Set it up if you:
- Are over 18 (UK) or 18+ (US/Canada)
- Own property or have savings
- Have dependants (children, elderly parents)
- Are in a relationship but not married (your partner has no automatic rights)
- Are planning for retirement
- Have health conditions that could affect capacity in the future
Review it every 3–5 years or after major life events:
- Marriage, divorce, or separation
- Birth of children
- Death of your named attorney
- Moving to a different country
- Diagnosis of a serious health condition
Choosing Your Attorney
This is the most important decision you’ll make. Your attorney will have access to your money and control over your healthcare.

▶ Excerpted data
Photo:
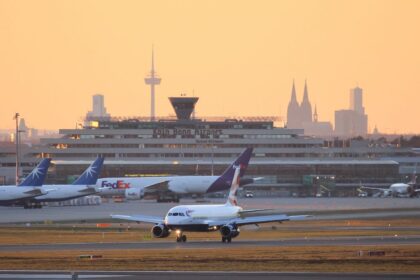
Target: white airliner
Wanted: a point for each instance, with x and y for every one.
(227, 218)
(83, 186)
(28, 188)
(397, 189)
(169, 188)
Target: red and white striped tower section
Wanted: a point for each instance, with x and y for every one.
(152, 79)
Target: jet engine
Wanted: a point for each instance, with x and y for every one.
(229, 231)
(160, 231)
(134, 193)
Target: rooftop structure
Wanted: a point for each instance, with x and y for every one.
(183, 106)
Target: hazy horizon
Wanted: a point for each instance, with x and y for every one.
(239, 57)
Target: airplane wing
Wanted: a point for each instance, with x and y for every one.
(140, 218)
(88, 190)
(34, 192)
(158, 187)
(372, 188)
(257, 220)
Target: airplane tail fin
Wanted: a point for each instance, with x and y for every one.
(225, 180)
(413, 180)
(91, 174)
(37, 176)
(232, 198)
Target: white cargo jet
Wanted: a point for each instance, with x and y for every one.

▶ Task prompt
Translate this sentence from the text on choosing an attorney into Spanish: "Your attorney will have access to your money and control over your healthcare."

▶ Your solution
Su apoderado tendrá acceso a su dinero y control sobre su atención médica.